The entries follow. Print each one exactly.

______________________________

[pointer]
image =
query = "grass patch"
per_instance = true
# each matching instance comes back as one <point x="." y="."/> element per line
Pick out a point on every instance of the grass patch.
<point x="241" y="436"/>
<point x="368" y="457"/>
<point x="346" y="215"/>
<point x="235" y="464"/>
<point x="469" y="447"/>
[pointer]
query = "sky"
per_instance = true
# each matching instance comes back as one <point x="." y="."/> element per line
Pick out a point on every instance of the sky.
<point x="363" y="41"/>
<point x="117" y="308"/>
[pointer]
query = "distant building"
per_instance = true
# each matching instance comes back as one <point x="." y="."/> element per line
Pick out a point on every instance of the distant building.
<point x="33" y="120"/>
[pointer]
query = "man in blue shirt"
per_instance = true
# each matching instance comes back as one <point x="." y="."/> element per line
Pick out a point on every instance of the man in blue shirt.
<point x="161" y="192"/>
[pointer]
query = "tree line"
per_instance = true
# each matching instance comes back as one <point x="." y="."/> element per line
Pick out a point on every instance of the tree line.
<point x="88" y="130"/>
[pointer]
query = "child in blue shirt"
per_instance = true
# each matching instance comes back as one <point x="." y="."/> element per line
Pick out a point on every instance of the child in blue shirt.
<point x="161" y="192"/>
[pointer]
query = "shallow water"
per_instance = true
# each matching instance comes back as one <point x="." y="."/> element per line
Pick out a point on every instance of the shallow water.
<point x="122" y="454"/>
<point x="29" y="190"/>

______________________________

### Problem solution
[pointer]
image =
query = "grass patch"
per_instance = true
# each matching instance comes back as one <point x="." y="."/> element per line
Pick out a point on every instance of the grass patch.
<point x="241" y="436"/>
<point x="368" y="457"/>
<point x="346" y="215"/>
<point x="235" y="464"/>
<point x="469" y="447"/>
[pointer]
query = "sky"
per_instance = true
# each matching instance comes back as one <point x="." y="."/> element per line
Pick out a point on every instance of the sky.
<point x="363" y="41"/>
<point x="117" y="308"/>
[pointer]
query = "distant building"
per_instance = true
# each matching instance comes back as one <point x="." y="."/> element per line
Pick out a point on every instance of the distant building.
<point x="33" y="120"/>
[pointer]
query = "man in blue shirt"
per_instance = true
# each matching instance comes back as one <point x="." y="."/> element per line
Pick out a point on every instance of the man in blue shirt.
<point x="161" y="192"/>
[pointer]
query = "tree line"
per_instance = true
# each matching instance comes back as one <point x="." y="."/> element per line
Pick out a point on every instance of the tree line.
<point x="88" y="130"/>
[pointer]
query = "child in blue shirt"
per_instance = true
# each matching instance comes back as one <point x="." y="."/> element per line
Pick out a point on every instance of the child in blue shirt.
<point x="161" y="192"/>
[pointer]
query = "shallow water"
per_instance = true
# each matching instance comes back as one <point x="." y="."/> element per line
Pick out a point on every instance of the shallow water.
<point x="122" y="454"/>
<point x="29" y="190"/>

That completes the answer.